Data items:
--- --- ---

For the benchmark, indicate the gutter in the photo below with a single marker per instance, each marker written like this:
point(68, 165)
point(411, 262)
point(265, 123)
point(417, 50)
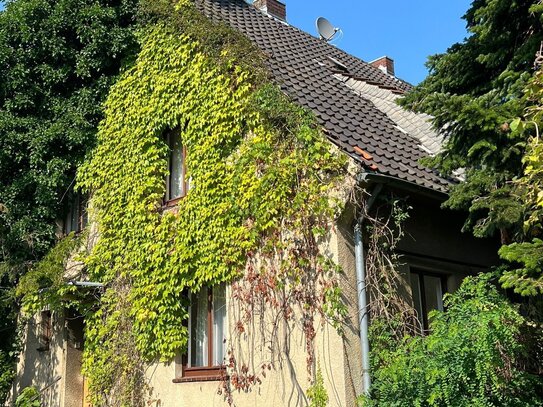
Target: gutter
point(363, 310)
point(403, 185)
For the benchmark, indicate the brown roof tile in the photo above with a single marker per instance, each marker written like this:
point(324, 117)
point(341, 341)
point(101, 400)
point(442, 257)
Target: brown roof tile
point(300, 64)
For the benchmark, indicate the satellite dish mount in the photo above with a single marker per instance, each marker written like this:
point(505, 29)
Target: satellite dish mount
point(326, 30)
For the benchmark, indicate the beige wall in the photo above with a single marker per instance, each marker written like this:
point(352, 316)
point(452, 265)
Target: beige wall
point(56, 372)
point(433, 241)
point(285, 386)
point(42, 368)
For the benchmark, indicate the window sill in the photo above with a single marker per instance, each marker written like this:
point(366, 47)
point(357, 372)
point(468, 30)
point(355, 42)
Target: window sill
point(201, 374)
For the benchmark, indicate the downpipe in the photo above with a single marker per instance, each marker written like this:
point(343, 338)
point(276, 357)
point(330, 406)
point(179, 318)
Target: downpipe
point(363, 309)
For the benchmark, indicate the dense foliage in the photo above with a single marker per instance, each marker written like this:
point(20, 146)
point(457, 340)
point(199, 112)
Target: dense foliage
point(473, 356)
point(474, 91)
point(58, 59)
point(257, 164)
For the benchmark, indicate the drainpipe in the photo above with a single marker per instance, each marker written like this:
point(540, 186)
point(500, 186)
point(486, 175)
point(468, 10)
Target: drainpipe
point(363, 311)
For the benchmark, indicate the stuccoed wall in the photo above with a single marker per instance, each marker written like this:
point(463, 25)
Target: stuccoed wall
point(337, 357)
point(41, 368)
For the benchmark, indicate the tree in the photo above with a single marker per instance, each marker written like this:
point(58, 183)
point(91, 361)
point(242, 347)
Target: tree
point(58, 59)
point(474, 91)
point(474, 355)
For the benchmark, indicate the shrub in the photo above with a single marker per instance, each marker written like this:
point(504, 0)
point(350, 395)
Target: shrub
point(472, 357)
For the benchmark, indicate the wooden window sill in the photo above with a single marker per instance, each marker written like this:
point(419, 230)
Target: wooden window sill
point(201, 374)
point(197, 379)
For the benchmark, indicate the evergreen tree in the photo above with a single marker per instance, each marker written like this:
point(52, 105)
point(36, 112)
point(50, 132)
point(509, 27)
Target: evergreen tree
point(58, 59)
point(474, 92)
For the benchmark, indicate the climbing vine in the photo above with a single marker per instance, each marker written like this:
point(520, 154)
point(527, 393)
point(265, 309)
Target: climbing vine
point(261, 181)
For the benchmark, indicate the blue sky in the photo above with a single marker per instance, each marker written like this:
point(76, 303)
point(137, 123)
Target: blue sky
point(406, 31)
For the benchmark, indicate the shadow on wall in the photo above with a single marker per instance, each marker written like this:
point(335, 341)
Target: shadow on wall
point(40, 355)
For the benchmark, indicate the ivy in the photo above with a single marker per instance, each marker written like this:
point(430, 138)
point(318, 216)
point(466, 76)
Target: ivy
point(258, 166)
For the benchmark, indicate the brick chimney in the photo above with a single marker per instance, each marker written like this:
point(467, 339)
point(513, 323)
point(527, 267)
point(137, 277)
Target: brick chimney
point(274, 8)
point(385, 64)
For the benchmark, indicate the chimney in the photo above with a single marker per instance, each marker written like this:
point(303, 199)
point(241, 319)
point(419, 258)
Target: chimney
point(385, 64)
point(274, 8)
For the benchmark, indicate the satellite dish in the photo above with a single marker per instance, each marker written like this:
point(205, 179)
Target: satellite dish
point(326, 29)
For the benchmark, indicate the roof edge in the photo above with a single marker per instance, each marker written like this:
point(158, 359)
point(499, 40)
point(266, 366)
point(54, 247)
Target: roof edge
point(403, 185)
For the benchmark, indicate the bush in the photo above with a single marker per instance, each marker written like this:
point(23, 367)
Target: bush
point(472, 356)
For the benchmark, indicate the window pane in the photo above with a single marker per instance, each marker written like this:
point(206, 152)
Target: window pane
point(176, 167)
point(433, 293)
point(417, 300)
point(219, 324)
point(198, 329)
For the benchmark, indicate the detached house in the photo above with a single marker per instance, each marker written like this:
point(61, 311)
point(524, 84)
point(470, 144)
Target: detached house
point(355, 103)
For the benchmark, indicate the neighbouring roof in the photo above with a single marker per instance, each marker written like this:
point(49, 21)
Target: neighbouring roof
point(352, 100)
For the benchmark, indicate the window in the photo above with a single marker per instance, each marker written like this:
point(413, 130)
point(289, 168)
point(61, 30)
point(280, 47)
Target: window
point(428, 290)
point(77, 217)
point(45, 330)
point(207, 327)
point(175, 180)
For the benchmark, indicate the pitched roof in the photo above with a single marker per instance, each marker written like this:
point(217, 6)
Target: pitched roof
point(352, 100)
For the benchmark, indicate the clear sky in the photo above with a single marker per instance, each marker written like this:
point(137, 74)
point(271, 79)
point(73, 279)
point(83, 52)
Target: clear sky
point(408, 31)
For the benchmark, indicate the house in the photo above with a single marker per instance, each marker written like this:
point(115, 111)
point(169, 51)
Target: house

--- --- ---

- **YOUR TASK**:
Transcribe every entry word for word, but omit the pictures.

- **RESULT OF THE TASK**:
For the benchmark, indicate the gutter in the photo below with a single marker per instance, each marker written like this:
point(68, 165)
point(411, 262)
point(265, 123)
point(417, 50)
Target: gutter
point(363, 310)
point(403, 185)
For the benchmark, indicate the brown roof tile in the photo above with a single marker per instance, each marker written like this:
point(324, 117)
point(341, 341)
point(101, 400)
point(442, 257)
Target: brown roof tile
point(300, 64)
For the benchmark, indicate the satellite dish mount in the photo above with a single marker per instance, each marker written like this:
point(505, 29)
Target: satellite dish mount
point(326, 30)
For the benchmark, indicate the beige wall in the photo above with a single marker per instance, each marker written like this:
point(352, 316)
point(452, 265)
Target: beige wall
point(56, 372)
point(433, 241)
point(285, 386)
point(42, 368)
For the benchmark, indicate the window sill in the photo above with a single marker per instance, each marker written like this:
point(366, 47)
point(357, 372)
point(468, 30)
point(355, 42)
Target: window sill
point(201, 374)
For the benchmark, indicate the downpipe in the photo above with a single marker per instance, each marker written like this:
point(343, 338)
point(276, 357)
point(330, 406)
point(179, 318)
Target: downpipe
point(363, 309)
For the benchmark, indicate the dense foliage in the photo above with a single marker per instance, each marker written like this:
point(20, 146)
point(457, 340)
point(199, 112)
Target: dense foliage
point(473, 356)
point(474, 91)
point(58, 59)
point(257, 164)
For the benchmark, indicate the drainpipe in the photo above with a single marker per instance, each marker written like this:
point(540, 186)
point(500, 186)
point(486, 175)
point(468, 10)
Target: drainpipe
point(363, 311)
For the benchmark, indicate the stuccoed wall in the photo above with a single marker per instance, each marker written like this:
point(463, 25)
Target: stuccoed wall
point(337, 357)
point(41, 368)
For the benchmark, indicate the tree in the photo above with a single marker per instance, each marker written like this:
point(58, 183)
point(91, 361)
point(242, 347)
Target: tree
point(58, 59)
point(474, 91)
point(474, 355)
For the benchmark, indicate the shrub in the photo above with a single marker per instance, each marker written like this:
point(504, 0)
point(350, 395)
Target: shrub
point(472, 357)
For the benchmark, indicate the wooden window sill in the photo above with a single marker per instance, each marker written like this:
point(419, 230)
Target: wooden window sill
point(201, 374)
point(197, 379)
For the benchmark, indicate the evergreen tree in the photo above with a single marker per instance, each marker written like this:
point(52, 105)
point(36, 112)
point(50, 132)
point(509, 27)
Target: evergreen tree
point(58, 59)
point(474, 92)
For the benchmark, indicate the climbing vine in the photo above with a single marker per instance, each marker written like this:
point(520, 154)
point(527, 393)
point(265, 309)
Target: climbing vine
point(261, 181)
For the benchmark, indicate the blue sky in the photo above with a single marker per instance, each marker written like this:
point(76, 303)
point(137, 123)
Target: blue sky
point(406, 31)
For the benchmark, indicate the shadow on wall in the photo above with a single marker per instance, each marker written like this:
point(335, 341)
Target: shadow on wall
point(40, 355)
For the benchmark, indicate the ivy in the photo above with a single marker per instance, each marker written like this:
point(430, 138)
point(318, 216)
point(466, 76)
Target: ivy
point(258, 166)
For the benchmark, indicate the brick chimney in the photo above with a single marker per instance, each marker written like this:
point(467, 339)
point(513, 323)
point(527, 267)
point(137, 277)
Target: brick chimney
point(274, 8)
point(385, 64)
For the benchmark, indicate the chimney in the photo above with a single marker per instance, each marker written like this:
point(303, 199)
point(241, 319)
point(419, 258)
Target: chimney
point(385, 64)
point(274, 8)
For the benchmark, indicate the satellite dish in the photo above with a single marker per instance, each marker written like this:
point(205, 179)
Target: satellite dish
point(326, 29)
For the benchmark, indicate the roof edge in the photo above with a single marker per instance, each marker written like this:
point(158, 359)
point(499, 40)
point(266, 366)
point(54, 247)
Target: roof edge
point(403, 185)
For the benchmark, indicate the bush in the photo above with a single marker per instance, each marker written like this:
point(23, 367)
Target: bush
point(472, 356)
For the benchmark, indicate the window pane in the photo above with a single marker per instance, each marker written like this:
point(206, 152)
Target: window pane
point(176, 167)
point(433, 293)
point(417, 300)
point(219, 324)
point(198, 329)
For the benchmark, indicate the detached house in the photo above with a single marker per instance, each marker written like this:
point(61, 311)
point(524, 84)
point(470, 144)
Target: detached house
point(355, 103)
For the benchmark, indicate the neighbouring roof in the photo above with a single marker per instance, each marker written like this:
point(49, 21)
Target: neighbouring roof
point(352, 100)
For the benchmark, indicate the window in the photo above with a single marker per instance, each marker written like this:
point(413, 130)
point(289, 168)
point(61, 30)
point(280, 47)
Target: window
point(428, 290)
point(77, 217)
point(45, 330)
point(207, 327)
point(175, 180)
For the benchmark, indicate the pitched roof in the photo above with a single marker per instance, each marker written like this:
point(217, 6)
Target: pitched roof
point(352, 100)
For the benchmark, indicate the clear sky in the photo above with a single marker per instance, each marker written like this:
point(137, 74)
point(271, 79)
point(73, 279)
point(83, 52)
Target: clear sky
point(408, 31)
For the benchmark, indicate the house in the photo above with a single marker per instance, each marker written like this:
point(115, 111)
point(169, 51)
Target: house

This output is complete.